> _Excerpted text_:
start

The space is absolutely stunning and was used until the 1930s as a church. The original pews were used as much as possible in the redesign, so the desks and shelving have a very unique look. The stained glass windows have an especially interesting story because they were funded by the church members but were finished after the space had become a library.

Torah
New College had an intriguing set of special collections items on display including a massive eighteenth-century Torah scroll. The scroll was left open to a place where we could see the details of the hand stitching holding the pieces together. They also had several editions of the Bible from the fourteenth century, including one made by the "printer to the Queenes most excellent Maiestie" in 1585, also known as Queen Elizabeth I's printer. It was interesting to see that the edition was printed with extensive notes in the margins because this edition was used by the church members, not the general public. There were also a couple of works by John Knox on display, which is especially relevant because his statue is in the courtyard outside of the building. There was also a first edition of John Calvin's Institutes of Christian Religion.

Hymnal collection
We were able to journey into the stacks outside of the main reading room where the journals, pamphlets, overflow books, some special collections, and oversize books are housed. Here lives one of my favorite parts of our time at New College -- a donated collection of old hymn books. My fingers itched to go through them, and I secretly hope one of the 1928 Oxford Book of Carols is among them. If not, many of the hymns from that amazing anthology are probably contained in these old hymnals from around the United Kingdom. Because some of my all-time favorite Christmas carols are old British ones no one in America has heard of (e.g., "Poverty," "Gloucestershire Wassail," "Children's Song of the Nativity," "Coventry Carol"), I would have loved to spend more time perusing the shelves.

14 July 2014

National Library of Scotland

National Library of Scotland
(photo courtesy of the Gazetteer for Scotland)

This morning the LIS class visited an impressive organization -- the National Library of Scotland. Anyone can obtain a reader's ticket here and all items in the facility can be ordered for examination including manuscripts worth £1,000,000. They also offer remote inquiry services (where users can request copies of documents) and have several digitization projects going to make items more accessible to users all over the world. The building is located on the George IV Bridge and spans 15 floors because the back of the building actually descends beneath the bridge and onto the ground below. The books in the stacks are shelved by height, not subject or author. This allows as many shelves as possible to be used within the 6 floors of book space they have.

One large collection the library holds is the John Murray Archives, which is a collection of publishing company John Murray's records and published works spanning 234 years. One of the new exhibitions in the library features a recreation of the London John Murray reading room, complete with some of the books published by John Murray on the shelves. It is surprising that many of these are sitting out where visitors can remove them and flip through them!

end

> _Data section_:
start

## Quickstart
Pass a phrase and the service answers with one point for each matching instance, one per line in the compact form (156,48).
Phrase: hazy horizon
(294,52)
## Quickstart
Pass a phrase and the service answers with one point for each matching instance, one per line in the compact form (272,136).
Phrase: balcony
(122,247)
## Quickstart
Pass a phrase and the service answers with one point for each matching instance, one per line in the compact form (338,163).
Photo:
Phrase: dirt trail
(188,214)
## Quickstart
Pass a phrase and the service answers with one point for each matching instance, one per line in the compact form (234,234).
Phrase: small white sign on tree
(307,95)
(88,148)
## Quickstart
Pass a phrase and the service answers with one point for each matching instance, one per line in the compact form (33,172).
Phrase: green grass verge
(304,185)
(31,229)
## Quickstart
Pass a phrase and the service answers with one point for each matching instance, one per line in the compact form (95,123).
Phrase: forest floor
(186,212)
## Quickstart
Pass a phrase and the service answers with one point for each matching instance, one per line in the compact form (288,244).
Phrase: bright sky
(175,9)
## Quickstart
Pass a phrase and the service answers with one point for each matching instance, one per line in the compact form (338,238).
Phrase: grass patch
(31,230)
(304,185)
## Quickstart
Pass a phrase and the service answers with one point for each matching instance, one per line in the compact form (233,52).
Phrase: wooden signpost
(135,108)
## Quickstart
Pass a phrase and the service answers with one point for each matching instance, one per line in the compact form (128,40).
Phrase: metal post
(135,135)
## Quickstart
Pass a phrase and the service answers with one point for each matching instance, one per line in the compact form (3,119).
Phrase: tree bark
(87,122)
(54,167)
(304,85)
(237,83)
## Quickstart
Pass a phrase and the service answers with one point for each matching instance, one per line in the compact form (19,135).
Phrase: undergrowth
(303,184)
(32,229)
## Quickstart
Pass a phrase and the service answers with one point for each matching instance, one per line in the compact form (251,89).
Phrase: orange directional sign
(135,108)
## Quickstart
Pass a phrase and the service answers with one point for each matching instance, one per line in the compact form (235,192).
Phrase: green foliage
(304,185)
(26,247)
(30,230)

end

> _Task instructions_:
a – Answer these about the library travel account, each on its own line marked (i), (ii), (iii):
(i) What was the New College space used as until the 1930s?
(ii) How are the books in the National Library of Scotland's stacks shelved?
(iii) How many years do the John Murray Archives span?
b – Turn the paragraph of the library travel account that begins "This morning the LIS class visited" into a bulleted list that keeps its main facts.
c – Write a continuation of the library travel account, picking up after its final sentence.

> _Answers to the exercises_:
a –
(i) A church
(ii) By height, not by subject or author
(iii) 234 years

b –
- The LIS class visited the National Library of Scotland in the morning.
- Anyone can get a reader's ticket.
- Every item in the facility can be ordered for examination, including manuscripts worth £1,000,000.
- The library offers remote inquiry services, through which users can request copies of documents.
- Several digitization projects aim to make items accessible to users around the world.
- The building is on the George IV Bridge.
- It spans 15 floors because the back of the building descends beneath the bridge to the ground below.
- Books in the stacks are shelved by height rather than by subject or author.
- Shelving by height lets the library use as many shelves as possible across its 6 floors of book space.

c –
The rest of the exhibition is a collection of "living figures" depicting famous authors, poets, and explorers whose works were published by John Murray. Some of the people included were Sir Walter Scott, David Livingstone, and Charles Darwin. The living figures are made up of a costume related to the person surrounded by original books and manuscripts related to their work or life. The cases also feature mood lighting that reflects different colors for each person and interactive touchscreens that visitors can use to explore the items in the cases. The custom designed lighting only highlights the items being viewed so that each item is only exposed to light while being examined. Once the user selects another item, the lights will go off and a new item will be lit. Music plays for certain items and animations are shown on the screens for others. Users even have the option to have letters and shirt manuscripts read to them. The readers are actors who have been told to use the specific accent or way of speaking that the author would have used to give the performance authenticity. I was truly amazed at the thought and planning behind each individual element, and can safely say that this is the most engaging exhibit I have ever seen. No photographs were allowed inside, so I unfortunately cannot show you how amazing this exhibit was.

09 July 2014

Caird Library and the National Maritime Museum

View from the boat

As a special treat today, our class got to ride one of the Thames Clipper boats to Greenwich. Traveling by boat has been my favorite way to see the city so far because it's more scenic than the bus and a lot less stressful than the Tube. Plus, being from the coast I feel like anything on the water is the same as being at home. The scenery definitely changed from old world to new world as you moved eastwards down the Thames.



Lord Nelson's letter
Our class visit in Greenwich was to the Caird Library and archives at the National Maritime Museum. The museum is an interesting mixture of classic and contemporary because the exterior is straight out of the 18th century while the interior is sleek, modern, and boasts state-of-the-art technology. Our guide for the morning was archivist Mike Bevan, who was wonderfully accommodating and showed us some of their world class collections of rare books and correspondence. One of the highlights was one of Lord Nelson's letters that was extremely well-preserved and still had the wax seal affixed to the page. It was suspended in a cardstock frame so we could lift it and examine the "GR" and crown watermark on the paper.


Another fascinating set of items were the travel journals of various sailors and explorers. One had such beautiful watercolor paintings of what the person had seen that it's a shame they could not be framed and put on exhibit. I particularly enjoyed flipping through these visual representations of the journey, and really wished I had time to read all of the stories behind the pictures.

One of the stunning watercolors

The most innovative part of the library itself was an interactive display that allowed the user to look up ships' plans and view or manipulate the images on screen. This would be an invaluable tool for researchers, and also is a fun way to view documents without placing stress on the originals. Another amazing aspect of the library's services is their phenomenal digitization and its presentation on their web site. Many of the letters and handwritten documents we viewed on our tour are available in almost better-than-life quality on the collections web site. This is another way to give access to thousands of people without harming the priceless original documents.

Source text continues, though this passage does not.